### GIVEN RECORDS

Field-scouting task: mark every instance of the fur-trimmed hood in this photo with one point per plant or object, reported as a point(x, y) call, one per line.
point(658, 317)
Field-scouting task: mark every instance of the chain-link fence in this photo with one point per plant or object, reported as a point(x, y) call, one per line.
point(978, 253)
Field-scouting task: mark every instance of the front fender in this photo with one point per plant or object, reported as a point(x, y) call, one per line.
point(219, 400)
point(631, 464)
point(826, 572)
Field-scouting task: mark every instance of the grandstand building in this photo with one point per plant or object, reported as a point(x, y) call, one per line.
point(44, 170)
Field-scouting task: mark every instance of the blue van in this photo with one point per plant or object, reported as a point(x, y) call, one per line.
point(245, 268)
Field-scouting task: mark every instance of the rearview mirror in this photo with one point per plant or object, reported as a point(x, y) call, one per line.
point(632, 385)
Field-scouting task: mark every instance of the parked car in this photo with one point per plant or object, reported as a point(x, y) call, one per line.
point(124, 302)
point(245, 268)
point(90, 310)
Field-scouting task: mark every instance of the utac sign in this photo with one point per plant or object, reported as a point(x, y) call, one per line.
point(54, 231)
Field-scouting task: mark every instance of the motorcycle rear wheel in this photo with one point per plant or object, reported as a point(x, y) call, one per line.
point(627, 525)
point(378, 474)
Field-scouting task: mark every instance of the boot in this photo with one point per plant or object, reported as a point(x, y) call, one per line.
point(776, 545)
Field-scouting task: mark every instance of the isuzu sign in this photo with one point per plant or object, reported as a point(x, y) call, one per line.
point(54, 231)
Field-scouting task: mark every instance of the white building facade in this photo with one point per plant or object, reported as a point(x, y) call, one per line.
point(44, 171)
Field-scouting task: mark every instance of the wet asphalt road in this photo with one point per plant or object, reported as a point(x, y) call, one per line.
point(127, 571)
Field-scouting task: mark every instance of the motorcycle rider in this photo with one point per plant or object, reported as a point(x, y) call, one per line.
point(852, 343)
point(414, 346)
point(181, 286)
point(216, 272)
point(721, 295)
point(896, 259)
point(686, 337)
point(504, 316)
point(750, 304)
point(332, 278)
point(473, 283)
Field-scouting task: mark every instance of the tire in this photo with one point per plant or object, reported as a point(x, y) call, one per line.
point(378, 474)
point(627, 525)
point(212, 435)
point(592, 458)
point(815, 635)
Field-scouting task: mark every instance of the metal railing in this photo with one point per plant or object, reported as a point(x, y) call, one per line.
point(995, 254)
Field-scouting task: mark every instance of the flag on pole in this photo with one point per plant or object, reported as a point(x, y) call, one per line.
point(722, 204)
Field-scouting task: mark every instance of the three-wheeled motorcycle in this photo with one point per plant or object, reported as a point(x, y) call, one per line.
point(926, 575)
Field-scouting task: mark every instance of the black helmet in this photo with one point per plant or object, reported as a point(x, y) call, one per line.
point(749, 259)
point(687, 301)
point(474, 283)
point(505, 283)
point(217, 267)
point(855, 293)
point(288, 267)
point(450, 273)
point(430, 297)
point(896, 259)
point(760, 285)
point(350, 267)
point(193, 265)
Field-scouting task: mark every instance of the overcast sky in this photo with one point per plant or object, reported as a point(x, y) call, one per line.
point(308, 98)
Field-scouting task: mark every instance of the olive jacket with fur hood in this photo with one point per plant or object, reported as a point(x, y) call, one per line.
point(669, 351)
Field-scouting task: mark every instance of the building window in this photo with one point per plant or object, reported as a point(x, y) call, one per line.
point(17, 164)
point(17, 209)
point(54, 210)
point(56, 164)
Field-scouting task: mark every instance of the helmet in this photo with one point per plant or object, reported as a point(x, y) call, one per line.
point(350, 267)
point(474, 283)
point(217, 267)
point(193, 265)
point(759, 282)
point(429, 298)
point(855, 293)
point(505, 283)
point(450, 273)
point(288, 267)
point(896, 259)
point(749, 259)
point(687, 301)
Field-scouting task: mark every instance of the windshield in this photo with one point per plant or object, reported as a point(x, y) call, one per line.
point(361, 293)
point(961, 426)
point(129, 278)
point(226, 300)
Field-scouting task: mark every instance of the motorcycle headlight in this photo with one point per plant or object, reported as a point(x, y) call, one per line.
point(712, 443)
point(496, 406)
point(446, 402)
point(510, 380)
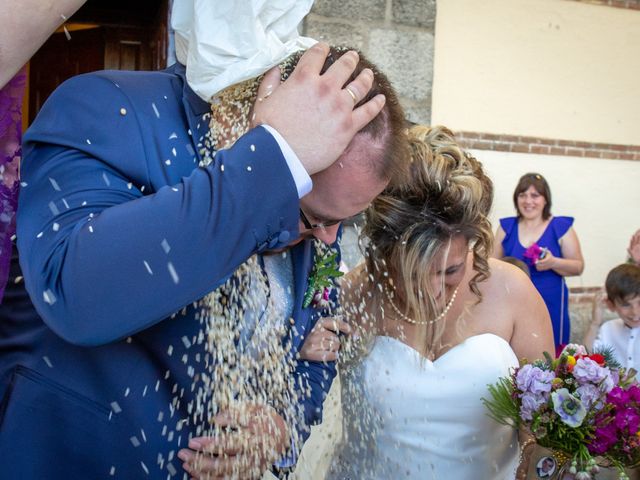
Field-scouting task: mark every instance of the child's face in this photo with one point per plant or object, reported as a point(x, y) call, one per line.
point(628, 310)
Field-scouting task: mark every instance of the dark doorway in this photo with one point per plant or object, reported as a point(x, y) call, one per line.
point(103, 34)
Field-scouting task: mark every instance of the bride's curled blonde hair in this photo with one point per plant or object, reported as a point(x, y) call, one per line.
point(447, 194)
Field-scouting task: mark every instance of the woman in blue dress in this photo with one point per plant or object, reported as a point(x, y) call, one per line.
point(548, 244)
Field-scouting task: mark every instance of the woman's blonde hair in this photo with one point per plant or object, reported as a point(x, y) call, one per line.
point(447, 194)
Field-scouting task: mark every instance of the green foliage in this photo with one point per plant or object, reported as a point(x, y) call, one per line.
point(501, 406)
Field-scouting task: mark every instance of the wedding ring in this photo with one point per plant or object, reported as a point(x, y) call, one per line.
point(353, 95)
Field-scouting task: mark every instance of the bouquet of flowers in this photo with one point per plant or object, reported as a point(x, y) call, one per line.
point(583, 407)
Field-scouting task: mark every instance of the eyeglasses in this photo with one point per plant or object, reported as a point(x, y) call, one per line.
point(310, 226)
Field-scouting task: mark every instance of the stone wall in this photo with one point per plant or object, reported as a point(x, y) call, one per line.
point(396, 35)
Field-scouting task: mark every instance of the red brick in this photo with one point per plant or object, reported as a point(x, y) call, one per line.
point(489, 136)
point(557, 151)
point(575, 152)
point(528, 140)
point(592, 153)
point(480, 145)
point(502, 146)
point(520, 148)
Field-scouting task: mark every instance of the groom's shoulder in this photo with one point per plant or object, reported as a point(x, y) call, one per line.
point(110, 86)
point(116, 83)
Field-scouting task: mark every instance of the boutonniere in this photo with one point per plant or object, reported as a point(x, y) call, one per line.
point(534, 253)
point(321, 280)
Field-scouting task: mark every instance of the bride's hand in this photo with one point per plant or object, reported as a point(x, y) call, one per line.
point(251, 439)
point(323, 342)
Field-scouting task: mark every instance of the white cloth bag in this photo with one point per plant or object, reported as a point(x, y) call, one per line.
point(223, 42)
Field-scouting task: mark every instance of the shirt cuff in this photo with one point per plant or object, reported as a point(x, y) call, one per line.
point(300, 175)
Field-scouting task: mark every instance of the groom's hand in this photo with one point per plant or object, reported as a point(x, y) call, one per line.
point(323, 342)
point(250, 440)
point(312, 111)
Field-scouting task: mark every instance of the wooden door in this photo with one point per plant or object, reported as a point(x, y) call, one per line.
point(60, 59)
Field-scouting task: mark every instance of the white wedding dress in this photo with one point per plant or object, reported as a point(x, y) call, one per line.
point(405, 417)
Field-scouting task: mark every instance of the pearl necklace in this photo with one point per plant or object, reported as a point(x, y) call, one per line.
point(426, 322)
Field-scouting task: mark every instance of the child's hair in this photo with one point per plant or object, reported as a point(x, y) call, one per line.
point(623, 282)
point(518, 263)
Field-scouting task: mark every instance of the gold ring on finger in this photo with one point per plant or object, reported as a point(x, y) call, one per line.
point(353, 95)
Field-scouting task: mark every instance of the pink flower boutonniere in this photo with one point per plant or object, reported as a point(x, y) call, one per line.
point(321, 280)
point(534, 253)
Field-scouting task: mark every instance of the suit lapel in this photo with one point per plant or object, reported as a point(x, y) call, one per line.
point(301, 256)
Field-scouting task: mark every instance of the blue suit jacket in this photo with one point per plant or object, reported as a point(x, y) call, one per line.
point(117, 230)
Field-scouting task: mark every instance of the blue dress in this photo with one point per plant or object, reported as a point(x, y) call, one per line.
point(551, 285)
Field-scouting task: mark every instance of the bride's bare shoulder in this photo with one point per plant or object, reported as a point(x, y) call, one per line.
point(355, 296)
point(509, 279)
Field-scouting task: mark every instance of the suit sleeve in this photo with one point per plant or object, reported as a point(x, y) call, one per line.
point(106, 248)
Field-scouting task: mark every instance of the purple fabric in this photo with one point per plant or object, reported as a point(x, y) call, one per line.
point(10, 154)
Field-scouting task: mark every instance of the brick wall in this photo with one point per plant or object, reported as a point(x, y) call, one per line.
point(397, 35)
point(630, 4)
point(546, 146)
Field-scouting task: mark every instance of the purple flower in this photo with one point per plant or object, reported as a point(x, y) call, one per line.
point(568, 407)
point(530, 404)
point(619, 397)
point(605, 436)
point(590, 396)
point(574, 349)
point(588, 371)
point(534, 380)
point(627, 418)
point(532, 253)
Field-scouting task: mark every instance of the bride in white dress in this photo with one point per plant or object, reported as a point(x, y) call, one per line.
point(437, 321)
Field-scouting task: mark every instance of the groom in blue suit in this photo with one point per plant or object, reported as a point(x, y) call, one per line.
point(120, 233)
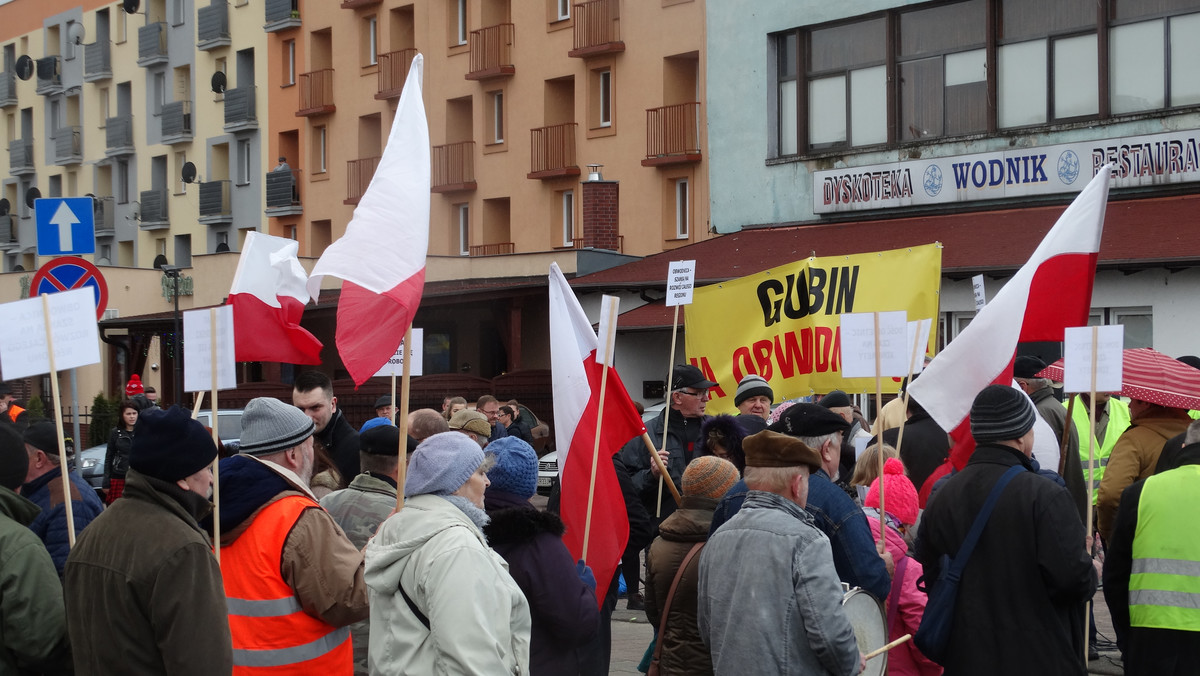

######

Reproduce exactly and only the lines from the line that contains "Field-scouting task: mark every instance of the groom in" to the end of the data above, both ends included. No pictures go in the copy.

Field-scouting task: mark every instance of the groom in blue suit in this photo with one point per plant or object, reported as a point(x, y) call, one per line.
point(120, 233)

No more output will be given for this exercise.